**OBJECTIVE:** Turn every line of the listing below into a numbered list, omitting any blank lines.

═══ SUPPLIED RECORDS ═══

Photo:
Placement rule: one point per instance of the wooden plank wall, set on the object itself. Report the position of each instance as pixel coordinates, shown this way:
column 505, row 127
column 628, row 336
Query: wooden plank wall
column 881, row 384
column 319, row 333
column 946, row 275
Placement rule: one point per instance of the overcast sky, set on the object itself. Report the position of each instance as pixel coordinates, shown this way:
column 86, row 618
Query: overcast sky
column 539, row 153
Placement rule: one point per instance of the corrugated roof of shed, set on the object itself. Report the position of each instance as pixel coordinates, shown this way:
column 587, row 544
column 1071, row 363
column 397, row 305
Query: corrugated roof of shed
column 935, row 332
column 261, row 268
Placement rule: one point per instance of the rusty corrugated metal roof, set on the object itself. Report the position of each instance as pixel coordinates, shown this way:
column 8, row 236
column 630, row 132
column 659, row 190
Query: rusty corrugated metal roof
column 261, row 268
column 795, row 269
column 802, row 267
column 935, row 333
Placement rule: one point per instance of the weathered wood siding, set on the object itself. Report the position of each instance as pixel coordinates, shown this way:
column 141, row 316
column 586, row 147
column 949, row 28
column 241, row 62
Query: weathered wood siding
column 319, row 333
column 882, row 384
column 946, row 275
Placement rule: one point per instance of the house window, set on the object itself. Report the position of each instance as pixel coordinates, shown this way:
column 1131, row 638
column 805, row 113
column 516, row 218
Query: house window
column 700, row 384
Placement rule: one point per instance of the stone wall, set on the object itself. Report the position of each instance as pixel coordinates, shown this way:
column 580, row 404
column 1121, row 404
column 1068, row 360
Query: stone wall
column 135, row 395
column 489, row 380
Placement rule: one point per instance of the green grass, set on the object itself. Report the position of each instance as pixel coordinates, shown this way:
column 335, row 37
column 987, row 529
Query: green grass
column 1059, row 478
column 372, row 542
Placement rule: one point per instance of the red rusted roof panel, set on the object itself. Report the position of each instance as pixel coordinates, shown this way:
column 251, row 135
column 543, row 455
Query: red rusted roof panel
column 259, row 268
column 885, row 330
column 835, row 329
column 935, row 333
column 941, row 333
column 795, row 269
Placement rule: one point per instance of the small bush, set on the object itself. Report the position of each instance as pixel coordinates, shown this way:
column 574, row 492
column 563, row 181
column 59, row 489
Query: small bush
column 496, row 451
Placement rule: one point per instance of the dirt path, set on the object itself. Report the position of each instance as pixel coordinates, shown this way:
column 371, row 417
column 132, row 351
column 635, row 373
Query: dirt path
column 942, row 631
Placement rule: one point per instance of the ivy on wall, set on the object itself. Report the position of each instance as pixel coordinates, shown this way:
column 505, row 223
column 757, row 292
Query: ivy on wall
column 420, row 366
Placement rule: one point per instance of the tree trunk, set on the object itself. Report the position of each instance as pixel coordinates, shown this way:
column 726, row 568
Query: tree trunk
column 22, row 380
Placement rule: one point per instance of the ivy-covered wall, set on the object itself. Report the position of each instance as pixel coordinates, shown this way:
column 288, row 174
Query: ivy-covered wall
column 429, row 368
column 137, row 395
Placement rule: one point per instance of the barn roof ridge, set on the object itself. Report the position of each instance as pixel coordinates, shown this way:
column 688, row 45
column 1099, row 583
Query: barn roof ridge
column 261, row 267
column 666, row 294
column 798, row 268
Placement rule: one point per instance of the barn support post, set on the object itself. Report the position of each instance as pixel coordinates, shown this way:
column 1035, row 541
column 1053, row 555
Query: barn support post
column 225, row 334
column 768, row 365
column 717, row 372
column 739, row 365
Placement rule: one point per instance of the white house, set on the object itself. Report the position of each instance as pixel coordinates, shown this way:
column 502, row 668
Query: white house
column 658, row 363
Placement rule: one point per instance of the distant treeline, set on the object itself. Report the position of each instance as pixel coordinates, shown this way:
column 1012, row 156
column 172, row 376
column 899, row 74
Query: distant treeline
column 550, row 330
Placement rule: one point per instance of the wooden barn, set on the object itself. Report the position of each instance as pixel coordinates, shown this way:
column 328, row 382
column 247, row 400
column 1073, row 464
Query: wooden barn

═══

**RESULT OF THIS EXERCISE:**
1. Photo:
2. Placement rule: one point per instance of the wooden plank wall, set on the object itself. Report the position of each instance as pixel coordinates, shown this way:
3. column 505, row 127
4. column 628, row 336
5. Query: wooden plank wall
6. column 881, row 384
7. column 319, row 333
8. column 946, row 275
9. Placement rule: one point per instance of the overcast sky, set on the object itself. Report the position of each instance as pixel coordinates, shown this way:
10. column 86, row 618
11. Query: overcast sky
12. column 539, row 153
13. Placement rule: one point per instance of the corrugated roof of shed, set on the object itself. Report the position of each instance as pixel coordinates, shown this way:
14. column 587, row 544
15. column 1071, row 363
16. column 397, row 305
17. Query: corrugated roof of shed
18. column 935, row 332
19. column 261, row 268
20. Placement rule: one point per instance of the rusty corrugated metal roof, set on the object itself. Report the position of each instance as pixel coordinates, shown this way:
21. column 8, row 236
22. column 630, row 132
23. column 659, row 190
24. Query: rusty corrugated metal roof
25. column 261, row 268
26. column 795, row 269
27. column 802, row 267
28. column 935, row 333
29. Placement rule: one point per instance of the weathered wood siding, set on the object itself. Report the position of each instance as pixel coordinates, shown this way:
30. column 141, row 316
31. column 586, row 147
32. column 949, row 28
33. column 241, row 62
34. Query: weathered wood siding
35. column 319, row 333
36. column 882, row 384
37. column 946, row 275
38. Placement rule: one point per instance of the house window, set on the object itself. Report the position of each instance as pixel coordinates, shown this way:
39. column 1131, row 638
40. column 805, row 113
41. column 516, row 218
42. Query: house window
43. column 700, row 384
44. Placement rule: one point per instance of the stone wall, set on the object itself. Report the position of each instance as pixel coordinates, shown this way:
45. column 580, row 404
46. column 1121, row 404
47. column 1068, row 360
48. Query: stone wall
49. column 135, row 395
50. column 489, row 380
51. Placement rule: one point per instance of the green grass, set on the object itself. Report the position of each instance as pixel coordinates, shown this way:
52. column 335, row 37
53. column 987, row 529
54. Query: green grass
55. column 1059, row 478
56. column 372, row 542
57. Placement rule: one point per instance of the red rusted roof panel, set on the object itself. Report the position of each instance as pixel coordinates, shown this way:
58. column 251, row 135
59. column 543, row 455
60. Query: red rusted roof panel
61. column 259, row 268
62. column 885, row 330
63. column 835, row 329
64. column 935, row 333
65. column 941, row 333
66. column 795, row 269
67. Placement rule: one point per instance of the small bush, set on the object itself. Report the position of each instance as pixel coordinates, shown this way:
68. column 574, row 492
69. column 563, row 181
70. column 59, row 489
71. Query: small bush
72. column 496, row 451
73. Placement rule: one point per instance of the dirt path, set on the object itself. Report the position of each instance as pixel coordinates, shown this way:
74. column 371, row 417
75. column 132, row 351
76. column 635, row 373
77. Query: dirt path
78. column 942, row 631
79. Placement rule: one point per instance of the ivy on wall, set on the object itself. Report the position of each instance as pixel coordinates, shown this way:
80. column 505, row 223
81. column 757, row 292
82. Query: ivy on wall
83. column 420, row 366
84. Placement rule: one point per instance of the tree trunk, set on the object itself. Report the position of each instance as pixel coordinates, shown this way:
85. column 726, row 568
86. Query: tree trunk
87. column 22, row 380
88. Placement rule: one point per instance of the ivy-covered wall, set on the object itself. Report the position of each instance as pixel coordinates, shown this way:
89. column 288, row 174
90. Query: ivy-covered wall
91. column 429, row 368
92. column 137, row 395
93. Placement rule: one point per instance of the barn roof ridge, set on the object itself. Report the position of each instance as pixel coordinates, shown this way:
94. column 688, row 45
95. column 1099, row 583
96. Query: barn roof ridge
97. column 261, row 267
98. column 666, row 294
99. column 798, row 268
100. Placement rule: one point per instance of the barn support post, set on the object itself. Report the position of each instance as pixel coordinates, shown this way:
101. column 1035, row 541
102. column 1053, row 555
103. Query: barn support post
104. column 225, row 334
105. column 768, row 365
106. column 717, row 372
107. column 739, row 365
108. Placement rule: one point per instance of the white house, set on the object itself. Report the position of each instance as pixel coordinates, shown this way:
109. column 502, row 668
110. Query: white house
111. column 658, row 363
112. Placement rule: one point per instance of the distant treeline, set on the object itself. Report the position of each instance as pixel coordinates, shown this way:
113. column 1012, row 156
114. column 172, row 376
115. column 899, row 74
116. Query: distant treeline
117. column 550, row 330
118. Placement rule: one point per instance of the wooden barn, set on the object itself. Report the position of each instance as pixel coordinates, shown this way:
119. column 328, row 382
120. column 247, row 400
121. column 1073, row 464
122. Query: wooden barn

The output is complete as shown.